• _Written problem_
What follows is a set of records; restate each one word for word and drop the pictures.

**** Dataset excerpts

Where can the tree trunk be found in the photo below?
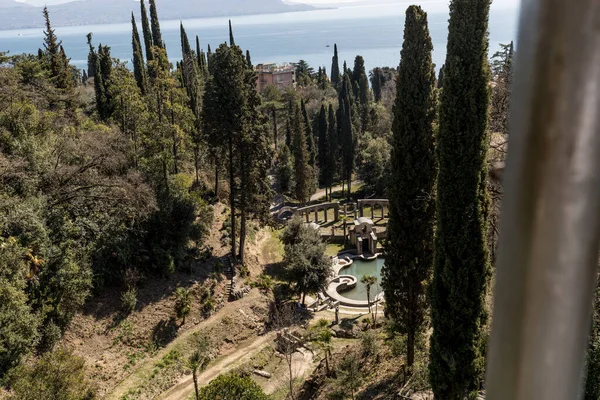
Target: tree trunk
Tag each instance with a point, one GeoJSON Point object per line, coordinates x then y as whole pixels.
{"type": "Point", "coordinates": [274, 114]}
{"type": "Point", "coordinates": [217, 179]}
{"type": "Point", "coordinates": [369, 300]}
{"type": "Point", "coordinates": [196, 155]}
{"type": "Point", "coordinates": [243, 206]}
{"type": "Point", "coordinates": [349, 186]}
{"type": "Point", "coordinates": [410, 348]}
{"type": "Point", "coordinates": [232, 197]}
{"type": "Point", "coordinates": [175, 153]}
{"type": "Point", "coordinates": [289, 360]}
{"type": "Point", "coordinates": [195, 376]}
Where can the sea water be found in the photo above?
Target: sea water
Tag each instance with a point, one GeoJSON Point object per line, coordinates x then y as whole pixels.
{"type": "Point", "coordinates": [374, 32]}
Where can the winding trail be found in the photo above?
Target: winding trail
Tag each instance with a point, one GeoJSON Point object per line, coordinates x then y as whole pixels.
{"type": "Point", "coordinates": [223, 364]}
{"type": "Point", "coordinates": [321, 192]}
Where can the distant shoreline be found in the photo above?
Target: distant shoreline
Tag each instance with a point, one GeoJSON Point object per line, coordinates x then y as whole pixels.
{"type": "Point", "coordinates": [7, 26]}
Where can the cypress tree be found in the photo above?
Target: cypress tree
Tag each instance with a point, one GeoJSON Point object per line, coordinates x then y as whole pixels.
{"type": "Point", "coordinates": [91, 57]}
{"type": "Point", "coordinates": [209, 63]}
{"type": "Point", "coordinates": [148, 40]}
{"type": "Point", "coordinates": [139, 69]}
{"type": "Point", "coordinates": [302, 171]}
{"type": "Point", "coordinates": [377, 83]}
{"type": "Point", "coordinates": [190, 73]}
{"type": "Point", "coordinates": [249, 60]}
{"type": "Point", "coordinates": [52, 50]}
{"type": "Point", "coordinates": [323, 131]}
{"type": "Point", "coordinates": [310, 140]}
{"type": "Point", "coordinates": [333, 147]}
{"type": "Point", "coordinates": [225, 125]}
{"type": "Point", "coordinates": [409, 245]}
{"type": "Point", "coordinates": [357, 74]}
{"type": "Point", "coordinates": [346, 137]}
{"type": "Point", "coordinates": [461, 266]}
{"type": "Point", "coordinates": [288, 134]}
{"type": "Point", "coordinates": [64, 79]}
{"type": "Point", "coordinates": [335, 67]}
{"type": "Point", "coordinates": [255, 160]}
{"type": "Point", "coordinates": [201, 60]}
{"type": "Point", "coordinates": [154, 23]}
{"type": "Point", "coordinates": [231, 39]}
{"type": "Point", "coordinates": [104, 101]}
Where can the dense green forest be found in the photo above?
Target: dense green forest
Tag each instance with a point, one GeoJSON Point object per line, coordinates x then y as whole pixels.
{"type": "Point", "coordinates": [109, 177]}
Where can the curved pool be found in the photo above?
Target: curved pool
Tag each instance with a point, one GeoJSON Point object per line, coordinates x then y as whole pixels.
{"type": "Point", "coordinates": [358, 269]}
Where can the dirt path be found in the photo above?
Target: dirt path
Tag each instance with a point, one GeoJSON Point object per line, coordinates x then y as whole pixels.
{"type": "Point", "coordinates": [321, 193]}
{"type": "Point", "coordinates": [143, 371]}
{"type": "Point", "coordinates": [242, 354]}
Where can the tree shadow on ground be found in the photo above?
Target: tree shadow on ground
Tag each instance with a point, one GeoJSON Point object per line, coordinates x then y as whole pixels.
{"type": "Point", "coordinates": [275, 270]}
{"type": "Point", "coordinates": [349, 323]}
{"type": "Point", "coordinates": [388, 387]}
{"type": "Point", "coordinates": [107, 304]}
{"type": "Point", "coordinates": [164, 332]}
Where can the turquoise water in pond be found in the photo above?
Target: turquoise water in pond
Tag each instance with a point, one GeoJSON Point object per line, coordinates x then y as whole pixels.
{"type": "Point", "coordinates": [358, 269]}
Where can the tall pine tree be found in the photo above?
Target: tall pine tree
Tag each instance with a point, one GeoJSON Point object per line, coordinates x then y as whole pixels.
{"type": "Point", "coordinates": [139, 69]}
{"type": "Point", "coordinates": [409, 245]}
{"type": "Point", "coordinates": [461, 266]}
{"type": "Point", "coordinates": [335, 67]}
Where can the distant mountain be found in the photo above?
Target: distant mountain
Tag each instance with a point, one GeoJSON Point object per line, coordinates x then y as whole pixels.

********

• _Solution to this task_
Where can the tree trunk be found in the photo below?
Target: tree trunk
Tag each instance with a point, one GeoJSON Point object per line, coordinates x then y as whole pixels.
{"type": "Point", "coordinates": [274, 114]}
{"type": "Point", "coordinates": [217, 179]}
{"type": "Point", "coordinates": [369, 300]}
{"type": "Point", "coordinates": [196, 155]}
{"type": "Point", "coordinates": [243, 206]}
{"type": "Point", "coordinates": [349, 186]}
{"type": "Point", "coordinates": [410, 348]}
{"type": "Point", "coordinates": [232, 197]}
{"type": "Point", "coordinates": [175, 153]}
{"type": "Point", "coordinates": [289, 360]}
{"type": "Point", "coordinates": [195, 376]}
Where can the sea water be found in the photo above?
Target: sea water
Tag each instance with a point, one GeoJSON Point object per line, coordinates x then y as whole pixels.
{"type": "Point", "coordinates": [374, 32]}
Where can the winding trail be found in the photo above?
Target: winding trail
Tag each instance with a point, one GeoJSON Point object per line, coordinates x then y as whole pixels.
{"type": "Point", "coordinates": [223, 364]}
{"type": "Point", "coordinates": [321, 192]}
Where can the distant shoreline be found in the photo above?
Target: distant shoreline
Tag each instance with a point, one GeoJSON Point object per line, coordinates x then y as whole pixels.
{"type": "Point", "coordinates": [7, 26]}
Where can the cypress tree be found in the photo above?
Target: cypress tree
Tag each instance with a point, one GeoJSON Point object per line, coordinates x then y as whole pixels.
{"type": "Point", "coordinates": [91, 57]}
{"type": "Point", "coordinates": [209, 63]}
{"type": "Point", "coordinates": [148, 40]}
{"type": "Point", "coordinates": [139, 69]}
{"type": "Point", "coordinates": [302, 171]}
{"type": "Point", "coordinates": [377, 83]}
{"type": "Point", "coordinates": [190, 73]}
{"type": "Point", "coordinates": [249, 60]}
{"type": "Point", "coordinates": [52, 50]}
{"type": "Point", "coordinates": [323, 131]}
{"type": "Point", "coordinates": [310, 140]}
{"type": "Point", "coordinates": [333, 147]}
{"type": "Point", "coordinates": [225, 125]}
{"type": "Point", "coordinates": [409, 245]}
{"type": "Point", "coordinates": [357, 74]}
{"type": "Point", "coordinates": [346, 137]}
{"type": "Point", "coordinates": [461, 266]}
{"type": "Point", "coordinates": [288, 134]}
{"type": "Point", "coordinates": [64, 79]}
{"type": "Point", "coordinates": [335, 67]}
{"type": "Point", "coordinates": [255, 160]}
{"type": "Point", "coordinates": [201, 60]}
{"type": "Point", "coordinates": [154, 23]}
{"type": "Point", "coordinates": [231, 39]}
{"type": "Point", "coordinates": [104, 101]}
Where can the dense green forest be found in the photo above?
Target: dense green forest
Tag each instance with a point, one GeoJSON Point object per line, coordinates x then y as whole pixels.
{"type": "Point", "coordinates": [109, 177]}
Where can the curved pool be found in the photo above?
Target: curved pool
Tag each instance with a point, one GeoJSON Point object per line, coordinates x then y as whole pixels.
{"type": "Point", "coordinates": [358, 269]}
Where can the dirt path be found in the photo above?
Target: dirt path
Tag each instance with a point, one GeoJSON Point object per line, coordinates x then y as whole pixels.
{"type": "Point", "coordinates": [321, 193]}
{"type": "Point", "coordinates": [143, 371]}
{"type": "Point", "coordinates": [242, 354]}
Where can the tree shadow on ground be found in the photo above?
Target: tree shadow on ground
Tag each instance with a point, one GeoJSON Point object per line, coordinates x then y as whole pixels.
{"type": "Point", "coordinates": [275, 270]}
{"type": "Point", "coordinates": [349, 323]}
{"type": "Point", "coordinates": [388, 387]}
{"type": "Point", "coordinates": [107, 304]}
{"type": "Point", "coordinates": [164, 332]}
Where can the turquoise water in pond be found in the photo above?
Target: turquoise water in pond
Tag each instance with a point, one GeoJSON Point object per line, coordinates x then y as whole pixels.
{"type": "Point", "coordinates": [358, 269]}
Where can the tall pine tree be found in the photo above?
Target: tall pine tree
Tag each instance with a point, one GeoJSON Point object per line, coordinates x then y as whole pixels.
{"type": "Point", "coordinates": [139, 69]}
{"type": "Point", "coordinates": [409, 245]}
{"type": "Point", "coordinates": [461, 266]}
{"type": "Point", "coordinates": [335, 67]}
Where can the distant mountain be found in the photo above?
Target: distant mountain
Tag each instance with a point, one GeoJSON Point object per line, coordinates x then y as whole pixels.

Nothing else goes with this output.